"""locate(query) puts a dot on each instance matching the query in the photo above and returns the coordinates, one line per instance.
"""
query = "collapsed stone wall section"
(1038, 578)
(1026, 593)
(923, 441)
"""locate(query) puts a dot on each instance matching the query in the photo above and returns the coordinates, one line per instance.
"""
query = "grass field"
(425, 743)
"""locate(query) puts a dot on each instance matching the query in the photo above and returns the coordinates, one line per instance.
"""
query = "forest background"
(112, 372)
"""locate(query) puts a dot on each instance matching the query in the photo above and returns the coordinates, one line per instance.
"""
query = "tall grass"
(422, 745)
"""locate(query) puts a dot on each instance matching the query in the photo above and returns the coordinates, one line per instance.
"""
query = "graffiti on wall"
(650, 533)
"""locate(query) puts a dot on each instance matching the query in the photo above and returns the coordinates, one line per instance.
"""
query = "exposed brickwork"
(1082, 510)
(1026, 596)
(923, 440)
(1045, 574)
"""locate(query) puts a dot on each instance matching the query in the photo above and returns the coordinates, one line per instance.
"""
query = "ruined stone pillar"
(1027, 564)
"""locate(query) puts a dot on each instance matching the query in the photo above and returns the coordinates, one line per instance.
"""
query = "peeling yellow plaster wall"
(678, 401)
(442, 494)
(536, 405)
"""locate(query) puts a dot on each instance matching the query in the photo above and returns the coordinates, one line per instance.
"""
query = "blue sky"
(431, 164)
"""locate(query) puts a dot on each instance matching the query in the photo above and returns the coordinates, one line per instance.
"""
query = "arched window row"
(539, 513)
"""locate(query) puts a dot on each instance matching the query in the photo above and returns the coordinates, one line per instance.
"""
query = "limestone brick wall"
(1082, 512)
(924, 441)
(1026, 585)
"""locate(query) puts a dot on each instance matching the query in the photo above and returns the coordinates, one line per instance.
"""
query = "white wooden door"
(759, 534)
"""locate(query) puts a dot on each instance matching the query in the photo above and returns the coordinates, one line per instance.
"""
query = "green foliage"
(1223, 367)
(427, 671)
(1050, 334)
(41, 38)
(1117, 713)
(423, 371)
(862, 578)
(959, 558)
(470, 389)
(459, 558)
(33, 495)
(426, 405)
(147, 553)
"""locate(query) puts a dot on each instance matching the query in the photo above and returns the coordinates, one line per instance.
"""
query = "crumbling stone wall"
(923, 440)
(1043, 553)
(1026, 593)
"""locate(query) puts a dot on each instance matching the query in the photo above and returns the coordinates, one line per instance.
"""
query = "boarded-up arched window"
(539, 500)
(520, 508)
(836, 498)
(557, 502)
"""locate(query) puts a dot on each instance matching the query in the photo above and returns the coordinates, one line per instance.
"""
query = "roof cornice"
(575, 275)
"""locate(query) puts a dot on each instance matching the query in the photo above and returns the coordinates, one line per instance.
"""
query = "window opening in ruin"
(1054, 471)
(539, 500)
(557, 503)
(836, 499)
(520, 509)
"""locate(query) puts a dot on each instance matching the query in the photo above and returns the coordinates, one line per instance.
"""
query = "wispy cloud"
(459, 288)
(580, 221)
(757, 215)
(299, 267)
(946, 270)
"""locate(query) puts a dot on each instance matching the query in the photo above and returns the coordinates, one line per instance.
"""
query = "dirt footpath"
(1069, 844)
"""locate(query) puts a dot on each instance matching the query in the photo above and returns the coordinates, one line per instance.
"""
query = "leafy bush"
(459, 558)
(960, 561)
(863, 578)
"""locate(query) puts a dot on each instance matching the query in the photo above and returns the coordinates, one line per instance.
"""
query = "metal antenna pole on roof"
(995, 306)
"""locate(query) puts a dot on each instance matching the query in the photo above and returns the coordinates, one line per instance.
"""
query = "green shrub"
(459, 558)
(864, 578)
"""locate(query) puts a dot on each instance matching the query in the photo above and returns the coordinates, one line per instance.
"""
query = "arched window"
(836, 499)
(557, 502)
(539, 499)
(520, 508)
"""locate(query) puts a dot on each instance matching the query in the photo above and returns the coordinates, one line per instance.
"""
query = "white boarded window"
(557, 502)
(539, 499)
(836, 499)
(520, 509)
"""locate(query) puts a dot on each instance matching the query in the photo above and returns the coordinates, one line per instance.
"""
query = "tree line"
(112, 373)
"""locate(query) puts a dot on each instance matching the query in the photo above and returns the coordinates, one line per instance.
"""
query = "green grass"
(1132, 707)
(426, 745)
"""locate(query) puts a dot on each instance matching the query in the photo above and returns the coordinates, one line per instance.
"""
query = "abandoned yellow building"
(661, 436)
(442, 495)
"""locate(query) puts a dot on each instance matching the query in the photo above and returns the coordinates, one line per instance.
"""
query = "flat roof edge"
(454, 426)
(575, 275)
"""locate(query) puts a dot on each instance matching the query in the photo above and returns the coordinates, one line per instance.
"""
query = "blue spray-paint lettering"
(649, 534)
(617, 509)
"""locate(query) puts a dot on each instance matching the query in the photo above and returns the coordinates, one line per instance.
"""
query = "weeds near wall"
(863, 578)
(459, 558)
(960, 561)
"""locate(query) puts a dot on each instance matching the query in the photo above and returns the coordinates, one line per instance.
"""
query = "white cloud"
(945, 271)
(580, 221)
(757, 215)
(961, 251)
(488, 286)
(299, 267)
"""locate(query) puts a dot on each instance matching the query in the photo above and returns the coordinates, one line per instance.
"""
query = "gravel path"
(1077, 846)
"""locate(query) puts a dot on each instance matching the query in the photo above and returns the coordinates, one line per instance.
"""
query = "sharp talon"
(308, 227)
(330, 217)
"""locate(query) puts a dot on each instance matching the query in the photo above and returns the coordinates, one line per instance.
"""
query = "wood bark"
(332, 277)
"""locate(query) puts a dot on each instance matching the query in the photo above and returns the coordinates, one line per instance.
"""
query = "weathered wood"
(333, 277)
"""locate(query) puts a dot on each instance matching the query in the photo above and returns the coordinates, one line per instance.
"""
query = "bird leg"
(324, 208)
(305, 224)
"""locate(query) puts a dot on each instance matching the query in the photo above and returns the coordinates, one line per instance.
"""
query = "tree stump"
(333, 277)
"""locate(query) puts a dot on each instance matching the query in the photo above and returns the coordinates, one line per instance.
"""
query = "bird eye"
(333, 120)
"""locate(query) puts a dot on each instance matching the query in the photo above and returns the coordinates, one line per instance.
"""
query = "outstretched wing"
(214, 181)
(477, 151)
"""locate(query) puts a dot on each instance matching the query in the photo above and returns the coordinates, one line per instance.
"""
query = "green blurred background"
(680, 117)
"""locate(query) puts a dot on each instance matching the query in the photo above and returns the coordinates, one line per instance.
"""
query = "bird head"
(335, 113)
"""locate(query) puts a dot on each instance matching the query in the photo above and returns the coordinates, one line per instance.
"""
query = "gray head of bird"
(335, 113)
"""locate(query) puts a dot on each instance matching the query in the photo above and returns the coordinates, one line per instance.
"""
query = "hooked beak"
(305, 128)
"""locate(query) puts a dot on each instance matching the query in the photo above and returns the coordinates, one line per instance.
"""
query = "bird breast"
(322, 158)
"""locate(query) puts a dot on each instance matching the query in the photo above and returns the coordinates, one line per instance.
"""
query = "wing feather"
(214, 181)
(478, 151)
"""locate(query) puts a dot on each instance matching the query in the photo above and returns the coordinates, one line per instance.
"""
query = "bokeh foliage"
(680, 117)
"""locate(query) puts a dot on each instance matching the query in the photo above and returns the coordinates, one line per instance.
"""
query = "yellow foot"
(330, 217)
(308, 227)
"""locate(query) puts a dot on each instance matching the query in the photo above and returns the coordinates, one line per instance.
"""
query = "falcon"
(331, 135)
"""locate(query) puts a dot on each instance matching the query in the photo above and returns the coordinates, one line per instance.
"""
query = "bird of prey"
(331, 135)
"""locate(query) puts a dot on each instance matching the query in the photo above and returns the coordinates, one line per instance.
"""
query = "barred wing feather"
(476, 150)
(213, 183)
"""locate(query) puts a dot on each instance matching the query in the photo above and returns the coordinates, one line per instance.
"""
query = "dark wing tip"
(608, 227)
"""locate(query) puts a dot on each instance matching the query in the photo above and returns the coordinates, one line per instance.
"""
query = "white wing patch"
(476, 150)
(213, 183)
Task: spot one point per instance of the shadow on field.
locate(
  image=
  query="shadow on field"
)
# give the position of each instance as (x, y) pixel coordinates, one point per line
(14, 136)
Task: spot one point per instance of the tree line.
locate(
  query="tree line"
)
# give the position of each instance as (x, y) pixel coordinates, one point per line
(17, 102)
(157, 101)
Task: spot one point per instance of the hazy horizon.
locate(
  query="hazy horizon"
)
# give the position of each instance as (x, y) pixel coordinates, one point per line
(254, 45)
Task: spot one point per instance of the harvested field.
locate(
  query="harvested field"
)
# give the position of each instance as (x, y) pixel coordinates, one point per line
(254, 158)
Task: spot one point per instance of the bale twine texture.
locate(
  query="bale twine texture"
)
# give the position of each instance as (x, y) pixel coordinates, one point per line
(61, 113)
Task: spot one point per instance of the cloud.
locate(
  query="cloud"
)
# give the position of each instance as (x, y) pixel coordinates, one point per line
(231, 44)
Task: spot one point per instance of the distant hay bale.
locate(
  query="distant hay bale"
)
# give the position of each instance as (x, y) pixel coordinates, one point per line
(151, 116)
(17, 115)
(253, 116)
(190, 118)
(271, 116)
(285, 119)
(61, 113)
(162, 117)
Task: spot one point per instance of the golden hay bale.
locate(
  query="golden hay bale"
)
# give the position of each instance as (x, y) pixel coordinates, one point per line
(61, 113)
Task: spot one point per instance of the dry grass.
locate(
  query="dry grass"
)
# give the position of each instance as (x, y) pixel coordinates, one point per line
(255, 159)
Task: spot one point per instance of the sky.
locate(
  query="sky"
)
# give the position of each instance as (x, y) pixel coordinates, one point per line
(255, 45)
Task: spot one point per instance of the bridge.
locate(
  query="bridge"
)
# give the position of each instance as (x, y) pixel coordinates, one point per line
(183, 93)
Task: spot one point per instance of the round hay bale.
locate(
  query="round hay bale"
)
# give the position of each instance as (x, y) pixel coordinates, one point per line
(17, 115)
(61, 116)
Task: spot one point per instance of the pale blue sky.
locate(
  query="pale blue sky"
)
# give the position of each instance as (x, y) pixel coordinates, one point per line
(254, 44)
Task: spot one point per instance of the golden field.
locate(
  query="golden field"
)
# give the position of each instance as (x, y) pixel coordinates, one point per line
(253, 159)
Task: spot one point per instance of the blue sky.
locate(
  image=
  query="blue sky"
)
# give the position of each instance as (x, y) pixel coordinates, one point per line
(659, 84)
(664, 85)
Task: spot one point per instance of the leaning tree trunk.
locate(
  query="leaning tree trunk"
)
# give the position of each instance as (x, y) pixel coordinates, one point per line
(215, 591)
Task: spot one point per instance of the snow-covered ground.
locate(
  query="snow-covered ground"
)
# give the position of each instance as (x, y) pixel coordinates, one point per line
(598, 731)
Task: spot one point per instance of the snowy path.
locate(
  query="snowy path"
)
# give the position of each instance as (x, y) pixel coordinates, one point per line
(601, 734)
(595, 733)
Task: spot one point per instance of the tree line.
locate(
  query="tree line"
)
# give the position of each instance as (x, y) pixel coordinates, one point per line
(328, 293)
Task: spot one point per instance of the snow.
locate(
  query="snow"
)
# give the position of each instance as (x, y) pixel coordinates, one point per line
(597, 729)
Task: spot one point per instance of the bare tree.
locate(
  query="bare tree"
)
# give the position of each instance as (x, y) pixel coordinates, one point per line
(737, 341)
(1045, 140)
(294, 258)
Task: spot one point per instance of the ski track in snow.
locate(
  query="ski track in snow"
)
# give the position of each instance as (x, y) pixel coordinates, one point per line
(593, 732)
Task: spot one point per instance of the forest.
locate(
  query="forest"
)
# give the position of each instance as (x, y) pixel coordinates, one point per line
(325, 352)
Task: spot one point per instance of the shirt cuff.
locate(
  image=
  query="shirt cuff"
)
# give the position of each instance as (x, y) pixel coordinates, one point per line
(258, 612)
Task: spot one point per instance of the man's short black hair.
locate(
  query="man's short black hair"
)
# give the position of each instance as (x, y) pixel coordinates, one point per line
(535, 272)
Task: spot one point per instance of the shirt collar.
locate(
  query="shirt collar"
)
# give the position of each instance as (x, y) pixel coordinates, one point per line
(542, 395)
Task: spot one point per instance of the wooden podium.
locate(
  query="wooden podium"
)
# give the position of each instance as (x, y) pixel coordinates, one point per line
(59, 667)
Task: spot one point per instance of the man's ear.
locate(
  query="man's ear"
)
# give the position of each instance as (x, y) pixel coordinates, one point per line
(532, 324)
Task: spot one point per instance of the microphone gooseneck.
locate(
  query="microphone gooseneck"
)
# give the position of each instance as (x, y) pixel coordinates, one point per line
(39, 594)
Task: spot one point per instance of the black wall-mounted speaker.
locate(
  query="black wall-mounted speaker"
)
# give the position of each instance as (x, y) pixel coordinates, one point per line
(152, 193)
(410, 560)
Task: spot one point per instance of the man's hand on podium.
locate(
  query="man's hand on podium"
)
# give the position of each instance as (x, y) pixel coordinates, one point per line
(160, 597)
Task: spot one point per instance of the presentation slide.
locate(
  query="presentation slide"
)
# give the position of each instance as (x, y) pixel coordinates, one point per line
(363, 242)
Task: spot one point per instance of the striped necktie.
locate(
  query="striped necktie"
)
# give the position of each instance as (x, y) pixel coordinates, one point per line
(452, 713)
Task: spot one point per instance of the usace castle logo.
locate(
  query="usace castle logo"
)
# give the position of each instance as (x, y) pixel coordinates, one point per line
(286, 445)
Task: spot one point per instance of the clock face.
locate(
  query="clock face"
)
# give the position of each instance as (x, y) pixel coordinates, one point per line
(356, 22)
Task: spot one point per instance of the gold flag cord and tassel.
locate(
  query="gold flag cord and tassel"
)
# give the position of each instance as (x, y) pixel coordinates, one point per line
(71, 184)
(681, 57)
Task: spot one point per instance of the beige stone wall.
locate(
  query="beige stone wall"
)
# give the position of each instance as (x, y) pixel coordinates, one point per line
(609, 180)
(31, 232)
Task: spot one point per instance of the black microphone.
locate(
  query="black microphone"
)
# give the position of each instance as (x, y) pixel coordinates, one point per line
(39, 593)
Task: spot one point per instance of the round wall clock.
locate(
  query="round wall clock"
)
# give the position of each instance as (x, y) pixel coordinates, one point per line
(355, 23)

= = =

**What to produce:** Format the lines from the one containing "Task: spot one point per instance of the clock" through the last line above as a JSON list of strings, one string per line, omitting blank lines.

**Task response:**
[
  "Task: spot one point per instance of the clock face.",
  "locate(",
  "  query=\"clock face\"",
  ")",
  "# give the position of each instance as (x, y) pixel coordinates, one point per line",
  "(356, 22)",
  "Task: spot one point per instance of the gold flag cord and tassel.",
  "locate(",
  "  query=\"gold flag cord and tassel\"",
  ")",
  "# give the position of each instance as (x, y) pixel coordinates, one point per line",
  "(71, 184)",
  "(681, 57)",
  "Task: spot one point per instance of the beige stone wall.",
  "locate(",
  "  query=\"beige stone wall\"",
  ")",
  "# give the position of each instance as (x, y) pixel coordinates, one point per line",
  "(609, 180)",
  "(31, 232)",
  "Task: spot one point per instance of the black microphone.",
  "locate(",
  "  query=\"black microphone\"",
  ")",
  "# give the position of each instance as (x, y) pixel coordinates, one point per line",
  "(39, 593)",
  "Task: spot one point per instance of the round wall clock.",
  "locate(",
  "  query=\"round wall clock\"",
  ")",
  "# give the position of each instance as (x, y) pixel coordinates, one point per line",
  "(355, 23)"
]